Exercise requirements: Return every record in full. Match each one exactly.

Point localization data:
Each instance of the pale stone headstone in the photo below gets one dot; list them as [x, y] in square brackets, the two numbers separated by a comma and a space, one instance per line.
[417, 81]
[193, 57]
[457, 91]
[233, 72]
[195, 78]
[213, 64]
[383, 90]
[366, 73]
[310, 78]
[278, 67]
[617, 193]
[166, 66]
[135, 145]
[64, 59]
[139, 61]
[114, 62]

Answer below:
Each instance of the pale stone headstone in the photo below gets one dot; list them as [x, y] in square brackets, the two numbers separated by a comma and a space, one instance per line.
[417, 81]
[193, 57]
[457, 91]
[233, 72]
[195, 78]
[213, 64]
[383, 90]
[366, 73]
[310, 78]
[278, 67]
[617, 193]
[166, 66]
[135, 145]
[64, 59]
[139, 61]
[114, 62]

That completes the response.